## EXCERPT PROVIDED
CALL db.idx.fulltext.queryNodes('Chunk', $query_text)
YIELD node, score
RETURN node.id AS id, node.text AS text, score
ORDER BY score DESC LIMIT $top_k

Special characters in fulltext queries are escaped for RediSearch compatibility (commas, brackets, operators, etc.).

Stored Embedding Optimization

During retrieval, the rerank_chunks() function uses stored embeddings when possible. Instead of re-embedding all candidate chunks (which would require an expensive API call), it fetches the vectors already stored on Chunk nodes and computes cosine similarity locally. This makes reranking instant when stored embedding coverage is >= 90%.

ensure_indices()

Creates all 5 standard indexes in one call. Tracks state internally (_indices_ensured) to avoid redundant creation. Called automatically after each ingest() call, and re-run during finalize() (which resets the flag).


EntityDeduplicator — Merging Duplicate Entities

After ingesting multiple documents, the same real-world entity might exist as multiple nodes (e.g., "Alice" from doc 1 and "Alice" from doc 5). The deduplicator merges them.

Phase 1: Exact Name Match (Always Runs)

  1. Fetch all __Entity__ nodes with their primary label (the non-__Entity__ label)
  2. Group by (normalized_name.lower(), label) — grouping by label prevents cross-type merging (Person "Paris" and Location "Paris" stay separate)
  3. For each group with duplicates:
  4. Survivor: The entity with the longest description
  5. Remap edges: All RELATES and MENTIONED_IN edges from duplicates are redirected to the survivor:
    -- Outgoing RELATES
    MATCH (dup:__Entity__ {id: $dup_id})-[r:RELATES]->(b:__Entity__)
    WHERE b.id <> $survivor_id
    MERGE (s:__Entity__ {id: $survivor_id})-[nr:RELATES]->(b)
    SET nr += properties(r)
    DELETE r
    
    -- Incoming RELATES
    MATCH (a:__Entity__)-[r:RELATES]->(dup:__Entity__ {id: $dup_id})
    WHERE a.id <> $survivor_id
    MERGE (a)-[nr:RELATES]->(s:__Entity__ {id: $survivor_id})
    SET nr += properties(r)
    DELETE r
    
    -- MENTIONED_IN
    MATCH (dup:__Entity__ {id: $dup_id})-[r:MENTIONED_IN]->(c:Chunk)
    MERGE (s:__Entity__ {id: $survivor_id})-[:MENTIONED_IN]->(c)
    DELETE r
    
  6. Delete the duplicate node: MATCH (e:__Entity__ {id: $dup_id}) DETACH DELETE e

Phase 2: Fuzzy Embedding Match (Optional)

## ENTRIES SHOWN
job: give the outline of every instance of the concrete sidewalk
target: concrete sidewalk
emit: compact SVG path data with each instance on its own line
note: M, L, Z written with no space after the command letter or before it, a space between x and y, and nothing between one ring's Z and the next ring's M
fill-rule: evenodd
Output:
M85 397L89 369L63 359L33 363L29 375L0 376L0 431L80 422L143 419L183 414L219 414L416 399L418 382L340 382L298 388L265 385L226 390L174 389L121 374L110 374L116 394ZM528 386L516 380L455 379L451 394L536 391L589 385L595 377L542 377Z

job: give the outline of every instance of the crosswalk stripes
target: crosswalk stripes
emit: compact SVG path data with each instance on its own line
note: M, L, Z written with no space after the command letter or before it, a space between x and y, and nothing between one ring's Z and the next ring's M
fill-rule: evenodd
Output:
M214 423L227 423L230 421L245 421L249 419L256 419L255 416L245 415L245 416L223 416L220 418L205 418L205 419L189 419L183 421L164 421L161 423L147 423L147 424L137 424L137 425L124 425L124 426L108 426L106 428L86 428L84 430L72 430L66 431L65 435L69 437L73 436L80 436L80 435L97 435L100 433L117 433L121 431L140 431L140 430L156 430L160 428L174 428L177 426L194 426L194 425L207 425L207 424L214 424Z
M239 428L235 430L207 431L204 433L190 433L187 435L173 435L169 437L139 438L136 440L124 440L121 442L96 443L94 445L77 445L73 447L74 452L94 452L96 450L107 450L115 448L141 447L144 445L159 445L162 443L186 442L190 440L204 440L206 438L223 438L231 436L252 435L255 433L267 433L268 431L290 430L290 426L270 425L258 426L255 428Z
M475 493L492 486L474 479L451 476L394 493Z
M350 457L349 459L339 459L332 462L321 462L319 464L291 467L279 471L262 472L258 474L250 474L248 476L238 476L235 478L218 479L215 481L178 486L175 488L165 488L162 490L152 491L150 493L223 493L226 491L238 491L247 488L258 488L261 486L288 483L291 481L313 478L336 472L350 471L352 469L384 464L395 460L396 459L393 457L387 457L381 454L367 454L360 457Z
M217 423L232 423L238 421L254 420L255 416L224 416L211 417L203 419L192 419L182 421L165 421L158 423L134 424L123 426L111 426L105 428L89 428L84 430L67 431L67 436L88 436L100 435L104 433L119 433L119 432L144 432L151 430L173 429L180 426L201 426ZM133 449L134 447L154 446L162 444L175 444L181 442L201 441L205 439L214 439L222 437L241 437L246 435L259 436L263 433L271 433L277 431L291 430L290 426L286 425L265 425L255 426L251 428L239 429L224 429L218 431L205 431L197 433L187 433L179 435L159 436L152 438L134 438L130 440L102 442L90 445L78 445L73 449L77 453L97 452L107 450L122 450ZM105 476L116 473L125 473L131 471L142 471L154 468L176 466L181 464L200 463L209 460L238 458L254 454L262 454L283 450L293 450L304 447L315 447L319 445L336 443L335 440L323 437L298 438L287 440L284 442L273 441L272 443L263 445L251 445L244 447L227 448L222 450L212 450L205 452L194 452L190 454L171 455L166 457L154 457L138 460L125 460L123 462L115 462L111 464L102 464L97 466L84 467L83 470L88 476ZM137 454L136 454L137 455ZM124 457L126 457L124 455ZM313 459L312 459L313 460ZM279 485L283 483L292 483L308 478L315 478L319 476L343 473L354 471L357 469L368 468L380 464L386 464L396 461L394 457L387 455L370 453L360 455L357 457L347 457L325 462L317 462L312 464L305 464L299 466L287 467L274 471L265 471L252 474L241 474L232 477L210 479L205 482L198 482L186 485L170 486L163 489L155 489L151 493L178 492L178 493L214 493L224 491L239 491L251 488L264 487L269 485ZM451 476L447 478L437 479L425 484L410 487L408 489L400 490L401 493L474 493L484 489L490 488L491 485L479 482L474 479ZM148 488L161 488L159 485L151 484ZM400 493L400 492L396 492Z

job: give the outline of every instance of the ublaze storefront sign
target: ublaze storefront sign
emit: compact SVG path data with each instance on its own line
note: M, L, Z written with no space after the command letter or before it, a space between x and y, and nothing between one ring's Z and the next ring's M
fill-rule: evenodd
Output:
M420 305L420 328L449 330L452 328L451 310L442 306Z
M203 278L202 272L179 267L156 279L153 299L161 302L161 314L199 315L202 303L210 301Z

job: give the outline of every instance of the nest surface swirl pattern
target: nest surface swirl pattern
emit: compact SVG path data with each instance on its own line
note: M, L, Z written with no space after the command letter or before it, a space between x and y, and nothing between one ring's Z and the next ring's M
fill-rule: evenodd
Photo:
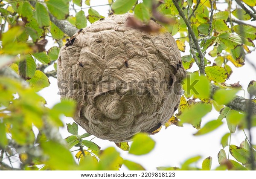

## REQUIREMENT 1
State whether each of these statements agrees with the graph database excerpt. Answer yes or no for each, and quote the excerpt's deciding words.
(a) The rerank_chunks() function re-embeds every candidate chunk through an API call.
(b) ensure_indices() creates all 5 standard indexes in one call.
(c) In Phase 1, a Person named "Paris" and a Location named "Paris" are merged into one node.
## REQUIREMENT 2
Repeat the part of the graph database excerpt from "YIELD node, score" up to and including "brackets, operators, etc.).".

## YOUR RESPONSE 1
(a) No: "Instead of re-embedding all candidate chunks (which would require an expensive API call), it fetches the vectors already stored on Chunk nodes and computes cosine similarity locally."
(b) Yes: "Creates all 5 standard indexes in one call."
(c) No: "grouping by label prevents cross-type merging (Person "Paris" and Location "Paris" stay separate)"

## YOUR RESPONSE 2
YIELD node, score
RETURN node.id AS id, node.text AS text, score
ORDER BY score DESC LIMIT $top_k

Special characters in fulltext queries are escaped for RediSearch compatibility (commas, brackets, operators, etc.).